Dataset entries

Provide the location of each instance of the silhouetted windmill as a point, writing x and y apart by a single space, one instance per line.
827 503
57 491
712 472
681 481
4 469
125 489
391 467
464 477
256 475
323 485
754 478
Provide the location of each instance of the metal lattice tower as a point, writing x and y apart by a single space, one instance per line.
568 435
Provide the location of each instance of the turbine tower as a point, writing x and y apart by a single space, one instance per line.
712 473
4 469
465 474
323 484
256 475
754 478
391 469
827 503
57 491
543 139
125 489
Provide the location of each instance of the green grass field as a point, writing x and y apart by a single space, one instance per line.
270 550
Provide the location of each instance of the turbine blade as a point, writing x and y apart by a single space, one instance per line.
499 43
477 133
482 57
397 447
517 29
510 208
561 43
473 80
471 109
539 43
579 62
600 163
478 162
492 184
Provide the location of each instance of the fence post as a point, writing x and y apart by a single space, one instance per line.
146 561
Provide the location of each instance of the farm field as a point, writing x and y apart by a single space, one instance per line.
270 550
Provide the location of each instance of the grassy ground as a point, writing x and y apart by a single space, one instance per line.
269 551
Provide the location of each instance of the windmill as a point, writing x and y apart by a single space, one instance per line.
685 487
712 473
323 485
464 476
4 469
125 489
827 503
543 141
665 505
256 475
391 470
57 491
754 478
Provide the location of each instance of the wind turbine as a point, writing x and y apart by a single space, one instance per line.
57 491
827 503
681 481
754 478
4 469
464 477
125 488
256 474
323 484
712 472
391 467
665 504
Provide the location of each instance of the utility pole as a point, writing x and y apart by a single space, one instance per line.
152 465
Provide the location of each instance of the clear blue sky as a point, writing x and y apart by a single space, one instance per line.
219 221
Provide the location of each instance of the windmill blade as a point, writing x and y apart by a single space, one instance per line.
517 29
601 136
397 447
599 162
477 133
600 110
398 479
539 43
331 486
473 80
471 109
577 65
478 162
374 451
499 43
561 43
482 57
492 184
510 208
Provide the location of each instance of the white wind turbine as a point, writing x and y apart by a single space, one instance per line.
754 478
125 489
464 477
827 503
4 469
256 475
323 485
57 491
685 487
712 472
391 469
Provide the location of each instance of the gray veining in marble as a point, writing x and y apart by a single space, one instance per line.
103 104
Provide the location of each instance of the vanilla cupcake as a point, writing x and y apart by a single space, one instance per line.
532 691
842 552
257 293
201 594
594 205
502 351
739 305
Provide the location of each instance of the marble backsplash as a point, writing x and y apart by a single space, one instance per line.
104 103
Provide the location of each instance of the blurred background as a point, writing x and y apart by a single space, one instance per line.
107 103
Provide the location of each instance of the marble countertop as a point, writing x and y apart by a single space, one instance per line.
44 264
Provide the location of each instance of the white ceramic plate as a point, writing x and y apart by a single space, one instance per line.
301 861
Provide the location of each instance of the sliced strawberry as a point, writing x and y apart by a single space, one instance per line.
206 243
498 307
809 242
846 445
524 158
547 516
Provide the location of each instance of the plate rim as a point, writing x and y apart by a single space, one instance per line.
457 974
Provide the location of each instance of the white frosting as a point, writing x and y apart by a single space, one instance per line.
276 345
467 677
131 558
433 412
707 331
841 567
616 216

◆ What to produce
What you should produce is an exact copy of the records above.

◆ Solution for this problem
Provide the location of each instance of the silhouetted windmill as a point, writing x and y apart by a single space, one instance per line.
827 503
57 491
712 472
681 481
4 469
125 489
391 467
464 477
256 475
323 485
754 478
Provide the location of each instance of the metal lattice tower as a point, writing x and y apart by a single space, one instance per line.
568 435
Provide the location of each instance of the turbine tower as a point, writing x and y apart by a single space, one instance per line.
712 473
4 469
465 474
323 484
256 475
754 478
391 469
827 503
57 491
543 139
125 489
Provide the location of each instance of the green grass field as a point, writing x and y apart by a single space, one instance per line.
270 550
Provide the location of each instance of the turbine blade as a point, writing x and y apart by a single space, one instance per line.
499 43
477 133
482 57
397 447
517 29
510 208
561 43
473 80
471 109
539 43
579 62
600 163
478 162
492 184
Provide the location of each instance of the fence post as a point, writing x and y apart by a single space, one instance per line.
146 561
Provide the location of each instance of the farm field as a point, writing x and y apart by a single space, one instance per line.
270 550
Provide the location of each instance of the grassy ground as a point, writing x and y apart by a single space, one instance per line.
269 551
Provide the location of each instance of the windmill as a point, writing x and y apart by a single space, one instance per line.
685 487
712 473
323 485
464 476
4 469
125 489
827 503
543 141
665 505
256 475
391 470
57 491
754 478
Provide the location of each instance of the wind turbine as a point, writing x and y apart by a single space, one instance per line.
57 491
827 503
681 481
754 478
4 469
464 477
125 488
256 474
323 484
712 472
391 467
665 504
Provide the location of each instance of the utility pole as a point, writing x and y apart by a single space, one instance per line.
152 465
Provide the location of each instance of the clear blue sky as a point, writing x and y apart by a single space, one instance per line.
219 221
Provide the location of each instance of the windmill blade as a point, writing x and y apart by a single space, one instance per line.
517 29
601 136
397 447
599 162
477 133
600 110
398 479
539 43
331 486
473 80
471 109
577 65
478 162
374 451
499 43
561 43
482 57
492 184
510 208
Provide the location of each instance of the white wind turbine as a point, writing x and y apart by a single space, one instance per line.
754 478
125 489
464 477
827 503
4 469
256 475
323 485
57 491
685 487
712 472
391 469
Provide the location of each instance of the gray veining in marble as a point, writing x and y apart by a single space, one instance per line.
103 104
Provide the location of each instance of the vanilla cupcake as a point, writing x and y apart by a single space, one instance per line.
532 691
842 552
257 293
201 594
594 205
502 351
739 305
Provide the location of each instance of the marble backsplash as a point, writing x and y apart by a single space, one instance per line.
104 103
Provide the location of each instance of the blurred background as a point, writing x and y apart by a single space, one instance per line.
107 103
Provide the location of each instance of the marble countertop as a point, writing x and y apart by a single space, one instance per line.
44 264
Provide the location of each instance of the white ceramic plate as a point, writing x and y apart by a single space, one instance per line.
301 861
Provide the location of each instance of the sliced strawberry as a point, writing x and y apart by a single space, one instance per line.
206 243
498 307
809 242
846 445
524 158
547 516
Provide the location of each instance of the plate rim as a point, writing x and y apart by a single space, one instance per line.
457 974
Provide the location of each instance of the white frosting as a point, writing x and y apart by a single space, one instance per line.
276 345
467 677
131 558
433 412
707 331
841 567
616 216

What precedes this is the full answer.